TASK: Transcribe, word for word, the part of the Mac build notes below that opens with the words "The basic method" and closes with "two are 64bit.".

Universal builds are new with Tiger. 64bit builds are new with Leopard (though there is a limited 64bit capability in Tiger).

By default, up thru Leopard, GCC builds for the architecture you are building on, and always 32bit, even on 64bit processors. Starting with Snow Leopard, GCC will build 64bit by default on 64bit processors.

The basic method of telling the compiler and linker to build for a different architecture is the -arch flag. The 4 architectures you can build for are ppc, i386, ppc64 and x86_64. The first two are 32bit, and last two are 64bit.

GCC accepts multiple -arch flags, and it will build a "fat" binary of all the architectures specified. This will build a quad-arch binary that will run on any Mac and system (within limits, as noted later):

-arch ppc -arch i386 -arch ppc64 -arch x86_64

One additional flag that may be needed is the -isysroot flag. You specify a SDK path. This basically changes the whole "root" of paths where all libraries and header files are found. There are SDKs for each system version. This flag is required when building ON a PPC architecture FOR an Intel architecture and the system is Tiger, because the system is not universal on PPC OSX Tiger. So, in this case this is needed:

-isysroot /Developer/SDKs/MacOSX10.4u.sdk

Another case where you would need it is when building on Leopard, but you want a 32bit binary that is compatible with Tiger, etc.

GIVEN MATERIAL:

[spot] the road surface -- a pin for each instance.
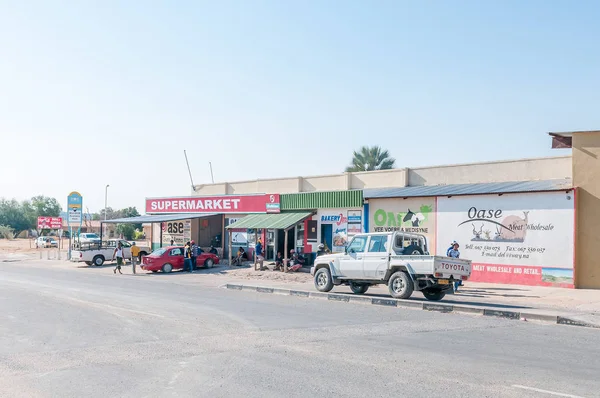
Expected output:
(74, 333)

OUTPUT OF THE TASK:
The basic method of telling the compiler and linker to build for a different architecture is the -arch flag. The 4 architectures you can build for are ppc, i386, ppc64 and x86_64. The first two are 32bit, and last two are 64bit.